Ilya and Emilia Kabakov, "The Man Who Never Threw Anything Away (The Garbage Man)", 1988. Photo from artnet. |
"The Garbage Man (The Man Who Never Threw Anything Away)"
Unlike the Kabakov installation I showed on Tuesday, this one can be entered. Three rooms that allude a kommunalka are filled with junk that has been collected by the imaginary owner of the apartment. Everything is neatly labelled and organized on tables, in cabinets, and on charts that cover the walls.
What would otherwise be considered waste is turned into art that can make us reflect on just how much junk we leave behind. And the stuffiness and dusty feeling underneath naked light bulbs becomes a nightmare where we never get rid of all that junk.
Or...
We become touched by the love this person has put into his tedious archival work, and by the memories that can be attached to details from our own past.
┄┄┄┄┄┄┄┄┄┄┄┄┄┄┄┄┄┄┄┄
● PROBLEMS AND TASKS
(A) In the text about the Kabakov installation, take the part that opens with the words containing "Unlike the Kabakov" and closes with "cover the walls.", and write it out with "cupboards" substituted for "cabinets".
(B) Pick up the text about the Kabakov installation after its last sentence and continue it.
The saved entries are separate material, apart from the text about the Kabakov installation.

Saved entries
┄┄┄┄┄┄┄┄┄┄┄┄┄┄┄┄┄┄┄┄
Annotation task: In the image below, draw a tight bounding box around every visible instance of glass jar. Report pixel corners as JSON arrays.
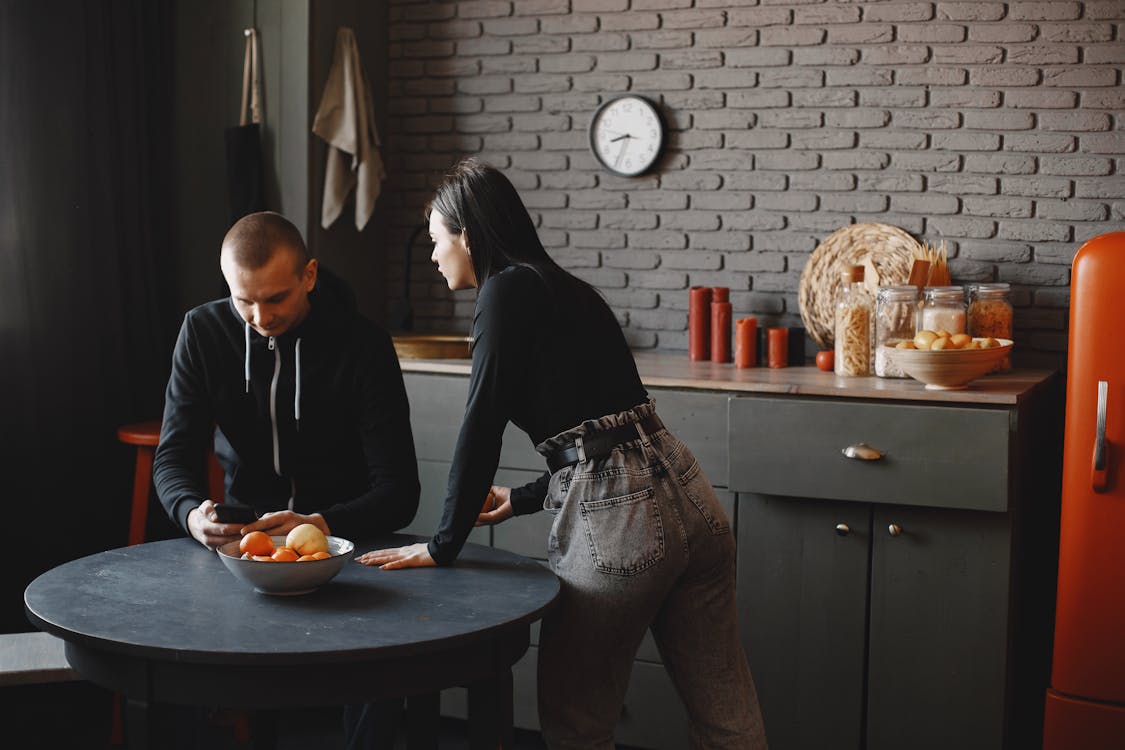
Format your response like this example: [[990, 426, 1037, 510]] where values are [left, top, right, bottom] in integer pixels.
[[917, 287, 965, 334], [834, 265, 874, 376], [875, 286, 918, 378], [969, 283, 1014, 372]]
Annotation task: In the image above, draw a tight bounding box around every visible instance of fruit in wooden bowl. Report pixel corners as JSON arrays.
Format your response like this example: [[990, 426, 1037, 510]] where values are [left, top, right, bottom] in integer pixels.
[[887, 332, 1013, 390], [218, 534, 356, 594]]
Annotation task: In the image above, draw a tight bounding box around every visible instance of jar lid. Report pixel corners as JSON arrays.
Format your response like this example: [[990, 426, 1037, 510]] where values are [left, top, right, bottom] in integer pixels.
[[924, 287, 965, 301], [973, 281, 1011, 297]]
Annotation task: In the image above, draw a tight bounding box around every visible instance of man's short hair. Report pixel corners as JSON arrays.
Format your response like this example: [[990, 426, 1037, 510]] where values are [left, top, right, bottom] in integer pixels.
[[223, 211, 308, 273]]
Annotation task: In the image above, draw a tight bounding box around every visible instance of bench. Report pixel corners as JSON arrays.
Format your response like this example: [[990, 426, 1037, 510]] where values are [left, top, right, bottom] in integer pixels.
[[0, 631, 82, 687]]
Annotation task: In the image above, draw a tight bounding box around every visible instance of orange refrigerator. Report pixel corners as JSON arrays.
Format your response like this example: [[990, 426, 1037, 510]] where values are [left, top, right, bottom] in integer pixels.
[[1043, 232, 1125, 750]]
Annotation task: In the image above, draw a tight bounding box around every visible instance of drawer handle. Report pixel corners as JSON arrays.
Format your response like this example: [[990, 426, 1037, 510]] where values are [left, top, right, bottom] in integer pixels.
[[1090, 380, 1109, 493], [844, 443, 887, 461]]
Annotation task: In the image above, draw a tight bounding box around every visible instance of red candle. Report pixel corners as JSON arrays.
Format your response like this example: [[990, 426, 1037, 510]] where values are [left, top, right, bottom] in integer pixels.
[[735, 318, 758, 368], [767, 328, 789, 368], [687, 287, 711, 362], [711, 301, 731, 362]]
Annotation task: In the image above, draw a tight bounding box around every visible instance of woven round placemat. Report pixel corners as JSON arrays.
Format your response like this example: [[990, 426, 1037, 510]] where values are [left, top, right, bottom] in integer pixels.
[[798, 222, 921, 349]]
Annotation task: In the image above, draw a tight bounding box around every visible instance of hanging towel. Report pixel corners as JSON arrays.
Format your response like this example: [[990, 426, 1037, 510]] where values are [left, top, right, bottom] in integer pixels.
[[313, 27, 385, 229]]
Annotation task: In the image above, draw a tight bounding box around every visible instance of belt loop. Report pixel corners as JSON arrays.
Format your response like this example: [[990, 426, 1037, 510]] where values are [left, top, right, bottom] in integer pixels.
┄┄┄┄┄┄┄┄┄┄┄┄┄┄┄┄┄┄┄┄
● SOLVED PROBLEMS
(A)
Unlike the Kabakov installation I showed on Tuesday, this one can be entered. Three rooms that allude a kommunalka are filled with junk that has been collected by the imaginary owner of the apartment. Everything is neatly labelled and organized on tables, in cupboards, and on charts that cover the walls.

(B)
Ilya and Emilia Kabakov, "Treatment with Memories", 1997. Photo from artnet. |
"Treatment With Memories"
I saw this installation in the 1997 Whitney Biennial, and have thought of it many times since.
Walking through a corridor with fainted "hospital green" colored walls, I reached a barren room where simple iron beds were turned towards one projector each, showing images from the absent clients' early lives. Supposedly as treatment against dementia.
But there were no other signs of human life in the room, just an eerie notion that death had already arrived, and that the images that flickered in the light from the projectors would continue as eternal loops.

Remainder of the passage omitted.